__Selected text__:
----------------

From the Farm:

Talking Cattle, Corn and Co-Products with Lee Reeve

Blog by Kaitlin Donovan, Western Corn Crew Rep. and Communications Coordinator

Southwest Kansas cattle feeder and farmer, Lee Reeve, is no newcomer to the world of cattle and corn. For six generations his family has raised cattle, but it’s doubtful some of his ancestors could have forecast the size and diversity of this family-owned business today.

One-hundred years ago, Lee’s great-grandfather homesteaded and started the family ranch in the same location where it all sits today, about six miles south of Garden City. The feed yard took over 500 of the once 5,000-acre ranch, with the other 4,500 acres converted into a center-pivot irrigated farm. Reeve Cattle Company is 50,000 head capacity feed yard, which was started by Lee’s father, Jack Reeve, 1962. The ethanol plant located next to the feed yard, Reeve Agri Energy, was added in 1982. Like the rest of the Reeve family’s business adventures, the ethanol plant has been a key component to the total operation, producing 18 million gallons of ethanol per year.

“For us, it works well,” Lee says. “There’s a lot of synergism. We run each operation separate, but they are still locked at the hip.”

On the farm, they raise mainly roughage for the feedlot. Corn for the feedlot and corn or grain sorghum for the ethanol plant are purchased locally. The grain that goes to the ethanol plant is still utilized by the cattle through a co-product called distillers grains with solubles.

----------------

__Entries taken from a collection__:
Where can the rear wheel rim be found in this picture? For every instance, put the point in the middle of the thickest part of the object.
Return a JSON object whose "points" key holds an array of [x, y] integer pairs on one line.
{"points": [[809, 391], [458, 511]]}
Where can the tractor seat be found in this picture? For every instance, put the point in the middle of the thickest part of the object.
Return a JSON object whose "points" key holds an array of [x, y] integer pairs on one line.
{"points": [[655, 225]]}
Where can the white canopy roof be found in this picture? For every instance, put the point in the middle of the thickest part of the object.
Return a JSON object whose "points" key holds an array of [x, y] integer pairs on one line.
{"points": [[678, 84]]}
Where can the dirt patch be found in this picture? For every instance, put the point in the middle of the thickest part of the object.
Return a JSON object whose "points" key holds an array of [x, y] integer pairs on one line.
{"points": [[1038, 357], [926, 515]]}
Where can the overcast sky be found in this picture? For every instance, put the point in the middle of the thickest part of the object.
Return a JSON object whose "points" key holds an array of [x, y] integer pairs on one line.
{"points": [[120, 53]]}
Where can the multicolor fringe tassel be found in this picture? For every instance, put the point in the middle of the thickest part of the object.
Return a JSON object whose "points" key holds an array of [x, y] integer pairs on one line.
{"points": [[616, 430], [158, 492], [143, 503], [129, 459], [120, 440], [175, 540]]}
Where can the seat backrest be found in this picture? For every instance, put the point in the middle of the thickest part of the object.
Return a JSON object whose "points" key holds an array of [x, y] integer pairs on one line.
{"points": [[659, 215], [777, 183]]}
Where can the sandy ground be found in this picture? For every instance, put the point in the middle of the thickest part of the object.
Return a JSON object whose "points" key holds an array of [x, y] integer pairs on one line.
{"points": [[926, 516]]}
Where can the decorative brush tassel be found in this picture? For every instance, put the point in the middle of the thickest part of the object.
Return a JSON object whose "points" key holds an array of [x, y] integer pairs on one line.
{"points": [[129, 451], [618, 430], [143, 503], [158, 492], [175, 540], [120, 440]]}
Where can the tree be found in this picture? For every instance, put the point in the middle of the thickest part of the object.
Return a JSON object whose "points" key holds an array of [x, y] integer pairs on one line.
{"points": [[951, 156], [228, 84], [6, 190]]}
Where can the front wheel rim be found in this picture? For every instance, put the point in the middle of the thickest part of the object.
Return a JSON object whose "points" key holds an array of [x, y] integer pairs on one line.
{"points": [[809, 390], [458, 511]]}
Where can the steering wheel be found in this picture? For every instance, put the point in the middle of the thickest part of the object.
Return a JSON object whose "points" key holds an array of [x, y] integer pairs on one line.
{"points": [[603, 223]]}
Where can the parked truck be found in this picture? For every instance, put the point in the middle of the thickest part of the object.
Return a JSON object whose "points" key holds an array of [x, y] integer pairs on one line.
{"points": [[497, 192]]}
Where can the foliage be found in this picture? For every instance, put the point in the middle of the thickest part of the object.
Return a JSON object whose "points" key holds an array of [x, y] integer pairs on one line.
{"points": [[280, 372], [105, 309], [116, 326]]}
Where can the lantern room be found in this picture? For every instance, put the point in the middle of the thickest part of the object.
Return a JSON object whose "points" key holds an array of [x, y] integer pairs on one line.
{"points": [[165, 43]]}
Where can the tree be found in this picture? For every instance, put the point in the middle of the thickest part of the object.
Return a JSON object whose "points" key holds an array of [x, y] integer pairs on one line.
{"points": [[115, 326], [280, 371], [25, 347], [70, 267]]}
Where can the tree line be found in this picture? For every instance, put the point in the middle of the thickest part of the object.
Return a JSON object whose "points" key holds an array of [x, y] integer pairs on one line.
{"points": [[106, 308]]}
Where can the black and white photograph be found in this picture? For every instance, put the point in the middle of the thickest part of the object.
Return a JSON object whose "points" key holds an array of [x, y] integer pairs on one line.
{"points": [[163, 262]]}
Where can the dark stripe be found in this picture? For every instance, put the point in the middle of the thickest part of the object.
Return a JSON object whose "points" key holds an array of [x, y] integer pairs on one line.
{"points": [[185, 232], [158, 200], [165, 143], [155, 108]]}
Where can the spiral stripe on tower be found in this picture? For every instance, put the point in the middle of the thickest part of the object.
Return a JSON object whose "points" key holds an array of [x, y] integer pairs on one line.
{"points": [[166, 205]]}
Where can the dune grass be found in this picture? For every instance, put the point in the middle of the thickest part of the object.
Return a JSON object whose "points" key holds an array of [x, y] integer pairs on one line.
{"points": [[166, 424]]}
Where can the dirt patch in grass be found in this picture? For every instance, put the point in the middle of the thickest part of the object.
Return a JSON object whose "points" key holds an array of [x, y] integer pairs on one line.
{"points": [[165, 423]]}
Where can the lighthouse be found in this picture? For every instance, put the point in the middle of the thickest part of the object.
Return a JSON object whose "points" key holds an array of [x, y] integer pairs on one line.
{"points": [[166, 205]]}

----------------

__What you will do__:
1 > Retype the blog post about Lee Reeve between "One-hundred years ago, Lee’s" and "ethanol per year.", inclusive.
2 > How many gallons of ethanol does Reeve Agri Energy produce each year, according to the blog post about Lee Reeve?
3 > Carry on the blog post about Lee Reeve from its final sentence.

__Answers in order__:
1 >
One-hundred years ago, Lee’s great-grandfather homesteaded and started the family ranch in the same location where it all sits today, about six miles south of Garden City. The feed yard took over 500 of the once 5,000-acre ranch, with the other 4,500 acres converted into a center-pivot irrigated farm. Reeve Cattle Company is 50,000 head capacity feed yard, which was started by Lee’s father, Jack Reeve, 1962. The ethanol plant located next to the feed yard, Reeve Agri Energy, was added in 1982. Like the rest of the Reeve family’s business adventures, the ethanol plant has been a key component to the total operation, producing 18 million gallons of ethanol per year.

2 > 18 million gallons per year.

3 >
“The co-product that comes out of the plant will all be consumed by the cattle in the feed yard,” he says. “It’s distillers’ wet grains and the liquid, also called solubles, which are basically everything that’s left from the corn or grain sorghum we start with after we take the starch out. We’ve taken out the starch to produce ethanol. We are left with a feedstuff that is concentrated with protein, fat, fiber, vitamins and minerals.”

Lee tells us that this co-product only makes up about 15-25% of a finishing diet on a dry matter basis in the feed yard. About two-thirds of the ration, which is a cattle-term for feed mixture, is steam-flaked corn. This ingredient in the cattle’s diet provides energy from the starch, which the animals break-down and utilize to grow and deposit fat. This intramuscular fat they deposit is called marbling and gives grain-fed beef it’s popular flavor and tenderness.

“Grain-fed beef has still been fed grass for most of its life,” Lee explains. “This feed yard is what you would call a finishing yard and that’s exactly what we will do is put the last few hundred pounds on these cattle in the feed yard with what is called a concentrate diet.”

In a concentrate diet, feeders can choose what grain they want to utilize alongside the roughages (hay or silage), protein, fat, vitamins and minerals. But Lee says they use corn because it fits the best in their rations from an economic standpoint. That’s also a main reason why the sustainability of the corn industry in southwest Kansas is tied so closely to the sustainability of the area’s beef industry.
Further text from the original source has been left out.